**Required work:**
Starting at the line that holds "Mark one point on each instance of the tall", set down each line through the end of the listing, exactly as written and with nothing added.

**Data for this exercise:**
———
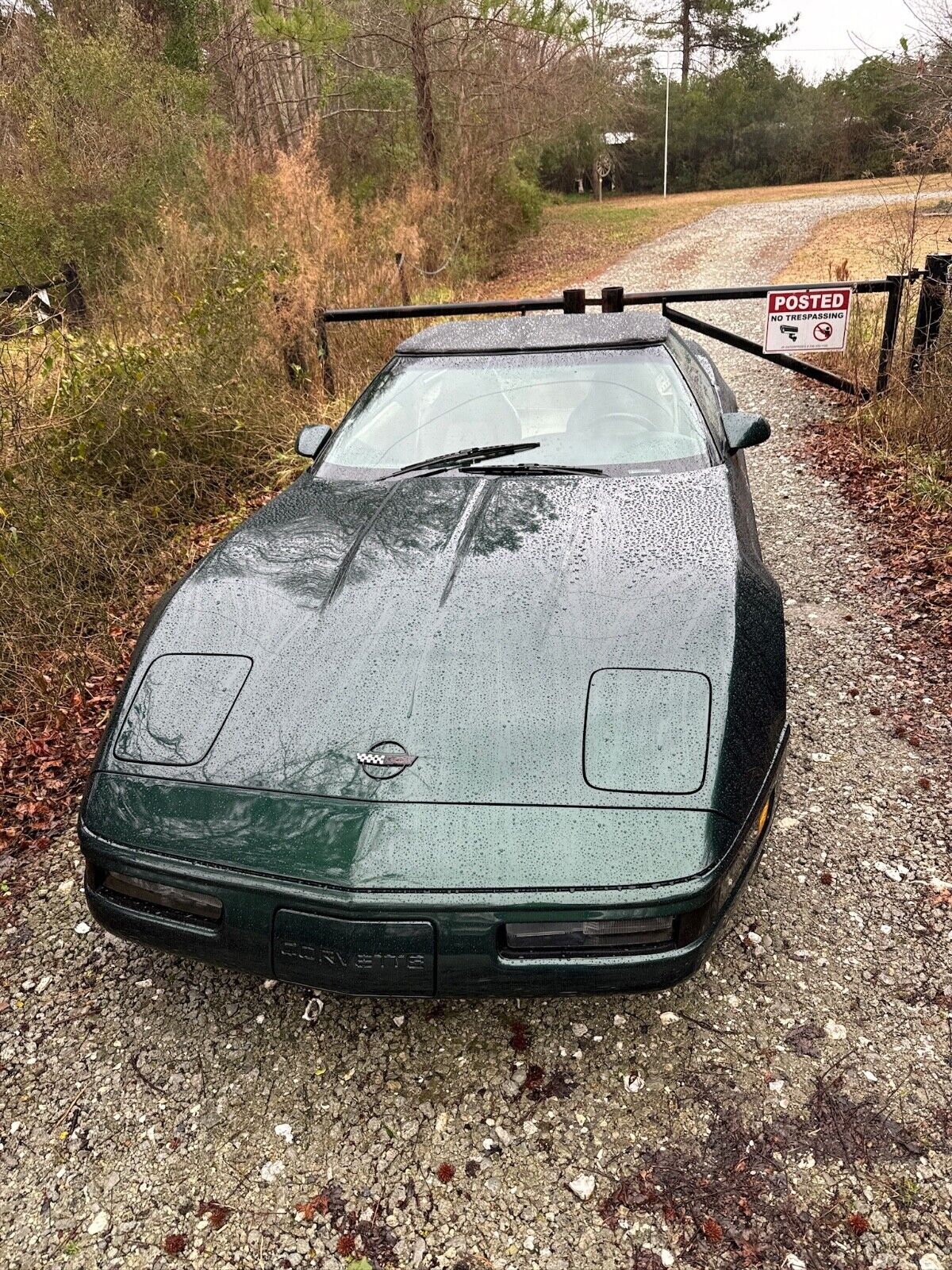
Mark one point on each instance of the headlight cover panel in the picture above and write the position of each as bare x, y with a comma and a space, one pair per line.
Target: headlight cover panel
647, 730
181, 706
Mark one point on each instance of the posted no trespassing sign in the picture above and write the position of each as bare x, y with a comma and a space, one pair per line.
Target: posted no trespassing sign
812, 319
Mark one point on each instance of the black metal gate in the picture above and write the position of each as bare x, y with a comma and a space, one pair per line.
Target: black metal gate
935, 285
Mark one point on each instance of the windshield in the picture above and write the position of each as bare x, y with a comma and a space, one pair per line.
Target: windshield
609, 410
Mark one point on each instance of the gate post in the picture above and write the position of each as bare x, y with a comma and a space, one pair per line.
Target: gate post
324, 352
928, 318
612, 300
401, 277
574, 300
890, 329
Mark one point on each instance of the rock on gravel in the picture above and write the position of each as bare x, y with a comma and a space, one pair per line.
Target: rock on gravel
140, 1094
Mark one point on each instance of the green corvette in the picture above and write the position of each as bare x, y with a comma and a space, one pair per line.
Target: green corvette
492, 700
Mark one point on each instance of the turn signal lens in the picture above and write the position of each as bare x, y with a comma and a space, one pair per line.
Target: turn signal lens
588, 937
188, 902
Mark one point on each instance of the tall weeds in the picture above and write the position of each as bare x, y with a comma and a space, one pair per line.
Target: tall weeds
182, 397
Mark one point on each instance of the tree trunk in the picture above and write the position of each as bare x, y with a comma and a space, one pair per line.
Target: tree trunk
685, 42
423, 87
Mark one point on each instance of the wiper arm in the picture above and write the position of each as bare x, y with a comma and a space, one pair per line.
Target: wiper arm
461, 457
541, 469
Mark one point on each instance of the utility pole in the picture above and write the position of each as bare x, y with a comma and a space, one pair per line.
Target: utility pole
666, 112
———
**Final answer:**
Mark one point on each instance of the tall weeds in the picture above and write the position of each as bare x, y with a comma and a space, one pair per line.
Target: tall weeds
182, 397
Mark one point on each instance of the tree trunk in the picture above and write the position of each as bare x, y with a comma and a space, one pair per line.
Target: tree trunk
685, 42
423, 87
Mark one point on each instance of the wiper arm in the picture above and write the position of each as bare x, y with a comma and a space, one pair per line.
Target: wiper arm
461, 457
541, 469
Mark one point on each instance of the utility pole in the picture above and write the position of each as bare x, y with a comma and a space, one pair per line.
Target: utility pole
666, 112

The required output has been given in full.